▸ **Study text**:
Academic experts in disaster response have developed an AI-based simulation model that accurately predicts ebbs and flows in traffic at drive-through vaccination stations.
What’s more, the team has turned the model into an online app. Their hope is that the tool will help mass vaccination planners quickly compare different types of drive-through approaches and settle on the best fit for local populations.
The research was conducted at York University in Toronto and is published in the International Journal of Environmental Research and Public Health.
Ali Asgary, PhD, and colleagues describe their steps training a machine learning model on 125,000 simulated patient visits to a drive-through inoculation clinic.
“Our drive-through simulation has been developed and parameterized based on the past and current best practices available for drive-through design, settings and operations,” the authors comment in their discussion.
Noting the lack of drive-through vaccination protocols at the time of manuscript preparation, the researchers state their simulation tool can be fine-tuned while in use.
Data generated from simulated scenarios “can be used to develop a new and better predictive machine learning model for drive-through mass vaccination clinics,” the authors write. “The generated model can be used to obtain quick predictions of the number of people to be vaccinated and the average time it takes for vaccination under various parameter settings.”
Most of the simulations presented in the paper have potential for further refinement with new inputs and algorithmic tweaks, they suggest.

▸ **Work instructions**:
Please copy the article on the drive-through vaccination model word for word, starting at the words "Academic experts in" and stopping after "drive-through vaccination stations.".

(Items from a data source)
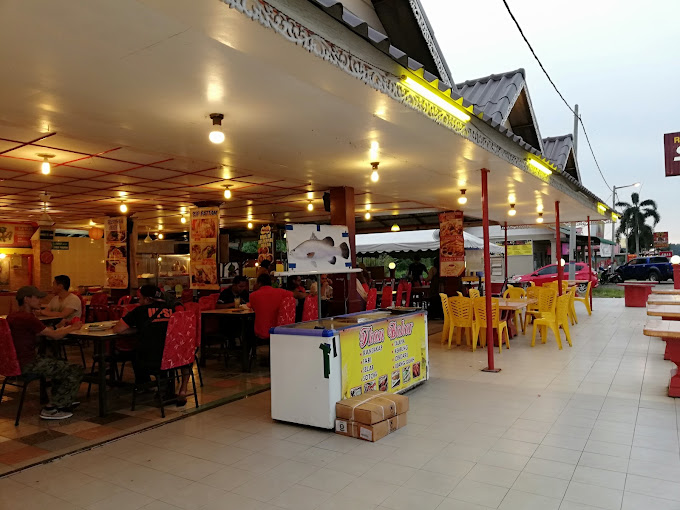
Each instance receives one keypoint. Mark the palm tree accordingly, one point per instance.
(633, 223)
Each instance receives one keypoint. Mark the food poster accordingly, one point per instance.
(116, 252)
(387, 355)
(451, 244)
(204, 232)
(265, 245)
(318, 248)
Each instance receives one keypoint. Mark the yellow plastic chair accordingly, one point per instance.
(556, 320)
(462, 320)
(586, 298)
(516, 293)
(499, 325)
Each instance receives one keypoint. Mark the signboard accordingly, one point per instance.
(660, 239)
(516, 248)
(115, 246)
(205, 227)
(318, 248)
(265, 245)
(60, 245)
(671, 150)
(451, 244)
(387, 355)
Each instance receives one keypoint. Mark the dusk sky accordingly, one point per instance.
(616, 59)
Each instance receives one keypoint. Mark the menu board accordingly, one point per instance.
(205, 228)
(116, 251)
(386, 355)
(451, 244)
(265, 245)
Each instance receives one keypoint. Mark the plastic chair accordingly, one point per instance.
(516, 293)
(371, 299)
(462, 320)
(386, 300)
(310, 310)
(585, 299)
(556, 320)
(178, 352)
(500, 326)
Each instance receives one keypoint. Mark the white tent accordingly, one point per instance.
(415, 240)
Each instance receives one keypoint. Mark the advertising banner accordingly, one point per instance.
(115, 246)
(318, 248)
(451, 244)
(203, 233)
(387, 355)
(660, 240)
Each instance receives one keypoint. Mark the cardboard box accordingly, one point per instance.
(373, 432)
(371, 407)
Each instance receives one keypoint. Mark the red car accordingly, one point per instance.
(549, 274)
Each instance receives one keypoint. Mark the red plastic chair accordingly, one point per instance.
(10, 368)
(310, 311)
(386, 300)
(371, 299)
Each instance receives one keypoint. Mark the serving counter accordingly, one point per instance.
(315, 364)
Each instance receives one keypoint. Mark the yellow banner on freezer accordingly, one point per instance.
(387, 355)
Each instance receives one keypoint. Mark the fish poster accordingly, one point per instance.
(318, 249)
(203, 237)
(451, 244)
(115, 237)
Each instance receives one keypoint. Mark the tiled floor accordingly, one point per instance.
(584, 428)
(36, 440)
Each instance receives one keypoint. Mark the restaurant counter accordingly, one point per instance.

▸ **Answer box**:
Academic experts in disaster response have developed an AI-based simulation model that accurately predicts ebbs and flows in traffic at drive-through vaccination stations.